> [THE REQUEST]
Every line of the material that follows must be printed again exactly.
+++
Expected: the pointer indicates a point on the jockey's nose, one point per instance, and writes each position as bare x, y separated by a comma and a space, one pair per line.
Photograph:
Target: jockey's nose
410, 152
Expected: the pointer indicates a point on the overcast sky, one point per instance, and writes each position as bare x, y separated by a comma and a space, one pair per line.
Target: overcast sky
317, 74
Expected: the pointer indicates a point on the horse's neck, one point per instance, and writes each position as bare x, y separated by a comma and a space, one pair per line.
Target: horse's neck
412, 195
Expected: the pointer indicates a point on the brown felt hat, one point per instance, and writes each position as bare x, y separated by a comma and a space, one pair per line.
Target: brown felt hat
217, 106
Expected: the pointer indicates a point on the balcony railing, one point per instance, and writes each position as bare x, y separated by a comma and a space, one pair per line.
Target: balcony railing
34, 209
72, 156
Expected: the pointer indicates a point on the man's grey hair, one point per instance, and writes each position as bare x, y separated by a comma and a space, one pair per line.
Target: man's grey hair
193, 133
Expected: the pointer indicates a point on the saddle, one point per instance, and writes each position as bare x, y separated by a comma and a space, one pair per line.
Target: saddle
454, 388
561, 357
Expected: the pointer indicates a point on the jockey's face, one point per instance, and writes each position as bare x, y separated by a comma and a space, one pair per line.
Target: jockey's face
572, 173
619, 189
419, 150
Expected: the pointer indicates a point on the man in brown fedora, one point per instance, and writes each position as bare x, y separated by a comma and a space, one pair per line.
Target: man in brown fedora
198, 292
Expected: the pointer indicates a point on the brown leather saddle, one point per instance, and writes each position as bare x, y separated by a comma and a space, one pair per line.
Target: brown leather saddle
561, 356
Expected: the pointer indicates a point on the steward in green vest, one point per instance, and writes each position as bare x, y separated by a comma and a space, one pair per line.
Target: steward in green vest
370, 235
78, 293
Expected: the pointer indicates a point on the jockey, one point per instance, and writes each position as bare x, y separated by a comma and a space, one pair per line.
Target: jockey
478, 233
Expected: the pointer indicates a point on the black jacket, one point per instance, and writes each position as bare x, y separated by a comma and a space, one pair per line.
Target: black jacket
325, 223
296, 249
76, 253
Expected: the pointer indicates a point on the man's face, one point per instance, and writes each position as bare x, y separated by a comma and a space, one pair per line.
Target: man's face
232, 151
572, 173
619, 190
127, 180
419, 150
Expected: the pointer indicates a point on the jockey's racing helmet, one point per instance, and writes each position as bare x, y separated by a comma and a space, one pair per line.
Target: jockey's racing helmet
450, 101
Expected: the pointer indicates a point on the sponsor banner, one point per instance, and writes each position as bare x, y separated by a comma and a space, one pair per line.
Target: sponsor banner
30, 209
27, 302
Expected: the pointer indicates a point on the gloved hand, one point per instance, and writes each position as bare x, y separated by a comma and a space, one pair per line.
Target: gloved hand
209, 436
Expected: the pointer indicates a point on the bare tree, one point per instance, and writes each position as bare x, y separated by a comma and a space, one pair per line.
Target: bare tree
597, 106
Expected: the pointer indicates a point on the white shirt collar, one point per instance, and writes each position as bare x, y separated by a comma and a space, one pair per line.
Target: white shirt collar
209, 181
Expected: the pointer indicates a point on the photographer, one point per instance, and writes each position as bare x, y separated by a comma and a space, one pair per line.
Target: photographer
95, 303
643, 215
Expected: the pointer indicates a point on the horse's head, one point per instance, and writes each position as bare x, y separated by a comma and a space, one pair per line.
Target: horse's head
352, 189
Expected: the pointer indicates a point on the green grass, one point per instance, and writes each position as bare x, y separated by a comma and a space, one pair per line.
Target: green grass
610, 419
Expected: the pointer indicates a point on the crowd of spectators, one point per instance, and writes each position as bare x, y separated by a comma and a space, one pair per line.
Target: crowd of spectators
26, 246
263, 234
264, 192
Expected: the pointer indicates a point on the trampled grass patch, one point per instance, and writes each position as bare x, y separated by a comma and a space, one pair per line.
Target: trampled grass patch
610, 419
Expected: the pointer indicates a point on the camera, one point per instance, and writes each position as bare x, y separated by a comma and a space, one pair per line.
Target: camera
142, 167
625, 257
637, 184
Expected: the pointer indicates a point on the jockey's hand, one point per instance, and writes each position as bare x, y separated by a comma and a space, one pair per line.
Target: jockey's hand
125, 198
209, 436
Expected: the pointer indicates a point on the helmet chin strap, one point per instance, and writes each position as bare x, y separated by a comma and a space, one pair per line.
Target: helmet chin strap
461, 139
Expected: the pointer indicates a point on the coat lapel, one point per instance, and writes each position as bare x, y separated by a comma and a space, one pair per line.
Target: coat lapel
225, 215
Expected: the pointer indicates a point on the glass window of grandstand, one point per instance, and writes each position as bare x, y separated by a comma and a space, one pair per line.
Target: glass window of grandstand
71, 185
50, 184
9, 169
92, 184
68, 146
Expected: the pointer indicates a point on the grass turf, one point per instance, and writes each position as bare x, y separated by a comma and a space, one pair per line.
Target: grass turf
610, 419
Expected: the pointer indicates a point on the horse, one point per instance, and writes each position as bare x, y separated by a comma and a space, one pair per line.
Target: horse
+++
> [EXERCISE RESPONSE]
Expected: the pointer indicates a point on the jockey's nose, one point per instance, and writes each position as bare x, y separated by a comma and a space, one pair per line.
Photograph:
Target: jockey's nose
410, 152
Expected: the pointer indicates a point on the overcast sky, one point per instance, and writes each position as bare x, y separated by a comma and a space, one pair per line.
Target: overcast sky
317, 74
Expected: the pointer indicates a point on the horse's neck, one point per instance, and writes each position as bare x, y separated by a comma and a space, one pair per line.
Target: horse's neck
412, 195
Expected: the pointer indicates a point on the brown felt hat, one point per instance, and writes each position as bare x, y separated by a comma and a space, one pair per line.
Target: brown felt hat
217, 106
Expected: the pointer indicates a point on the balcony railing, one point per instance, and writes each position as bare x, y separated by a comma and a space, one pair per line.
Target: balcony railing
34, 209
72, 156
Expected: the pointer indicates a point on the man's grey hair, one point per instance, and writes each position as bare x, y separated by a comma and a space, one pair per line.
Target: man's grey hair
193, 133
Expected: the pointer indicates a point on the saddle, one point per instance, and writes each position as bare x, y separated by a comma and a space, one pair per line.
Target: saddle
454, 388
561, 357
Expected: the pointer indicates a point on the jockey's face, one point per instance, and writes each position as bare x, y separated by a comma and a space, one pair per line.
Target: jockey's face
572, 173
619, 189
419, 150
Expected: the pointer indicates a point on the man in brown fedora, one point per instance, and writes each position as bare x, y separated by a comma and a space, one pair per line.
Target: man in brown fedora
198, 292
Expected: the pointer indicates a point on the brown leather saddle, one point per instance, and writes each position as bare x, y separated by a comma and a space, one pair per line.
Target: brown leather saddle
561, 356
Expected: the pointer indicates a point on the steward in green vest, one point per instance, and writes each position as bare x, y separated by a comma and a space, one pair per line.
Target: steward in green vest
370, 235
78, 293
Expected: the pointer indicates a point on the jockey, one point per instance, and writes each position as bare x, y separated by a comma and a space, one pair per line.
Target: jockey
478, 233
Expected: the pointer indicates a point on the black jacket, one point per instance, and writes each position as bare x, y separated by a comma and a space, one pair per line.
Target: black jacket
325, 223
296, 249
76, 253
Expected: the pointer indicates a point on the man's face, one point per instance, and writes each position as bare x, y separated by a comma and a space, one pair per line.
Target: man's face
232, 151
572, 173
619, 190
127, 180
419, 150
Expected: the pointer indicates a point on the jockey's racing helmet, one point per instance, and writes each position as bare x, y separated by a comma and a space, one pair per line.
Target: jockey's racing helmet
450, 101
Expected: the pointer indicates a point on the sponsor banner, one point per instance, and writes each position as bare x, y separated by a comma and a space, one pair per line.
Target: sponsor banner
30, 209
27, 302
Expected: the pointer indicates a point on the gloved hand, one point per instance, and writes each position as bare x, y separated by a comma and a space, one pair per line.
Target: gloved hand
209, 436
Expected: the pointer indicates a point on the bare tree, one point per instance, and writes each position as bare x, y separated by a comma and a space, one pair per line.
Target: bare tree
597, 106
Expected: the pointer indicates a point on the white shirt collar, one point per instance, and writes each position as bare x, y separated by a comma and a space, one pair per line.
Target: white shirt collar
209, 181
Expected: the pointer indicates a point on the photographer, one point per instance, and writes each position as bare x, y separated by a comma and a space, one pair per line.
Target: photographer
95, 303
643, 215
Expected: the pointer indicates a point on the horse's head, one point per instance, and writes each position as bare x, y separated by a comma and a space, one pair per line.
Target: horse's head
352, 189
Expected: the pointer indicates a point on the green grass, one point per instance, and writes each position as bare x, y separated by a comma and a space, one pair per line.
Target: green grass
610, 419
Expected: the pointer indicates a point on the crowd of spectators, one point per instance, and writes each position as bare x, y separated by a comma and a space, one pair per line.
Target: crowd of spectators
26, 246
263, 234
264, 192
Expected: the pointer indicates a point on the trampled grass patch, one point per instance, and writes each position as bare x, y separated by a comma and a space, one pair per line.
Target: trampled grass patch
610, 419
Expected: the pointer indicates a point on the camera, one point per instance, and writes each position as bare x, y separated by a comma and a space, one pair per line.
Target: camera
142, 167
625, 257
637, 184
Expected: the pointer indicates a point on the jockey's hand, one point per instance, and writes each position as bare x, y separated by a comma and a space, one pair per line.
Target: jockey's hand
125, 198
209, 436
Expected: the pointer indicates a point on the helmet chin strap, one point per instance, and writes each position as bare x, y separated by a comma and a space, one pair per line.
Target: helmet chin strap
461, 139
Expected: the pointer indicates a point on the coat lapel, one point per instance, and writes each position as bare x, y separated by a comma and a space, one pair per line.
Target: coat lapel
225, 215
Expected: the pointer indicates a point on the glass window of grandstand, one point per instance, and writes each position as bare x, y separated by a comma and a space, one pair per line.
Target: glass window of grandstand
71, 185
50, 184
9, 169
92, 184
68, 146
Expected: the pointer indicates a point on the grass turf, one point per instance, and writes each position as bare x, y separated by a comma and a space, one pair per line.
Target: grass turf
610, 419
Expected: the pointer indicates a point on the horse, one point per instance, and writes each position as bare x, y separated by a comma and a space, one pair per line.
Target: horse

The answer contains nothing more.